> [PASSAGE TO READ]:
------------

Add documentation for: - --debug flag in Listener Flags table - --heartbeat-interval flag (was missing) - extraArgs NixOS module option - New Troubleshooting section with debug logging examples and guidance for diagnosing metrics issues Co-Authored-By: Claude Opus 4.5 <noreply@anthropic.com>
16 KiB
homelab-deploy
A message-based deployment system for NixOS configurations using NATS for messaging. Deploy NixOS configurations across a fleet of hosts with support for tiered access control, role-based targeting, and AI assistant integration.

------------

> [RECORD EXCERPTS]:
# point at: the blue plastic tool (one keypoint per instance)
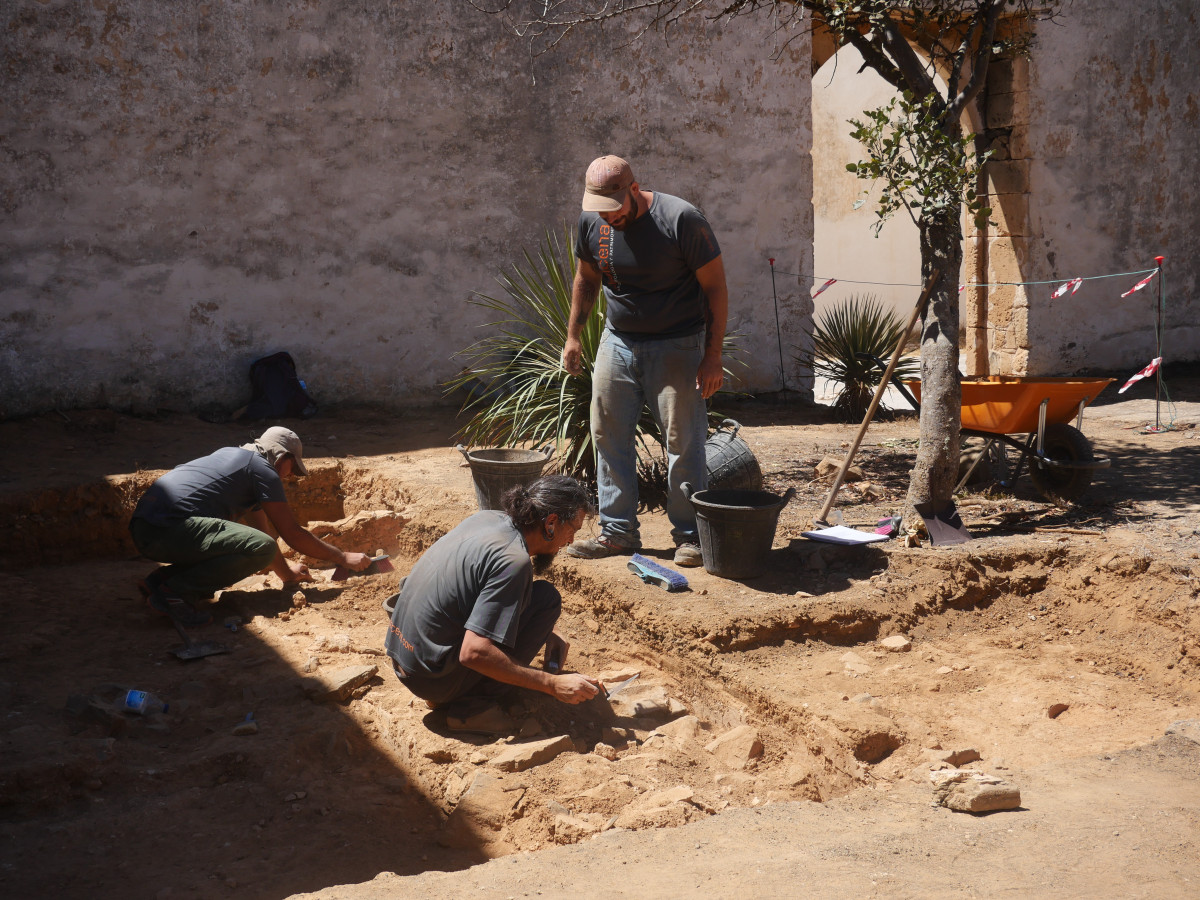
(654, 574)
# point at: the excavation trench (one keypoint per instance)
(749, 693)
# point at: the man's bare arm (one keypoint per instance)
(712, 281)
(486, 658)
(583, 298)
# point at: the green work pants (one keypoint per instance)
(205, 555)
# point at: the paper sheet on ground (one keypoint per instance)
(840, 534)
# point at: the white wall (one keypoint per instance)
(186, 187)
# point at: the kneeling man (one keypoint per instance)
(471, 616)
(187, 519)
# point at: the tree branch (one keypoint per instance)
(982, 59)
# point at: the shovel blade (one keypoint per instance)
(945, 526)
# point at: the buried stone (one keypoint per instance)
(965, 791)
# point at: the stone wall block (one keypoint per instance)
(1009, 177)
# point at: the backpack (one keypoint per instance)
(277, 390)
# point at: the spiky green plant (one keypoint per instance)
(527, 397)
(519, 391)
(856, 325)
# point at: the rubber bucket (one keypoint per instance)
(730, 461)
(736, 529)
(495, 472)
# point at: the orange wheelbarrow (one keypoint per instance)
(1032, 415)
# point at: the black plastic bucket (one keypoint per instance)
(730, 461)
(736, 529)
(495, 472)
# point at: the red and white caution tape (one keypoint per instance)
(1141, 283)
(823, 287)
(1072, 286)
(1144, 373)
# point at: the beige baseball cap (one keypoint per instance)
(279, 442)
(606, 185)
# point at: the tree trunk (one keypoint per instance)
(936, 469)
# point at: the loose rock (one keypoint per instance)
(337, 684)
(973, 791)
(520, 757)
(737, 748)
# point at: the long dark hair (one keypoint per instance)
(529, 505)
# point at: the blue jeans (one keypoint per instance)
(630, 375)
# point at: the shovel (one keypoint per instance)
(195, 649)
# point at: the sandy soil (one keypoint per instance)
(763, 707)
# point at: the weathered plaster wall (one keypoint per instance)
(1111, 169)
(189, 186)
(845, 241)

------------

> [WHAT YOU NEED TO DO]:
#1 Say whether each statement agrees with the homelab-deploy page, answering yes or no and quoting the deciding words of the page exactly. (a) The change documents a --debug flag in the Listener Flags table. (b) The --heartbeat-interval flag was already documented before this change. (c) The system uses NATS for messaging.
#2 Copy out the part of the homelab-deploy page between "Add documentation for: - --debug" and "AI assistant integration.", inclusive.
The data isn't needed for this work.

> [ANSWERS TO THE EXERCISES]:
#1
(a) Yes: "--debug flag in Listener Flags table"
(b) No: "--heartbeat-interval flag (was missing)"
(c) Yes: "using NATS for messaging"

#2
Add documentation for: - --debug flag in Listener Flags table - --heartbeat-interval flag (was missing) - extraArgs NixOS module option - New Troubleshooting section with debug logging examples and guidance for diagnosing metrics issues Co-Authored-By: Claude Opus 4.5 <noreply@anthropic.com>
16 KiB
homelab-deploy
A message-based deployment system for NixOS configurations using NATS for messaging. Deploy NixOS configurations across a fleet of hosts with support for tiered access control, role-based targeting, and AI assistant integration.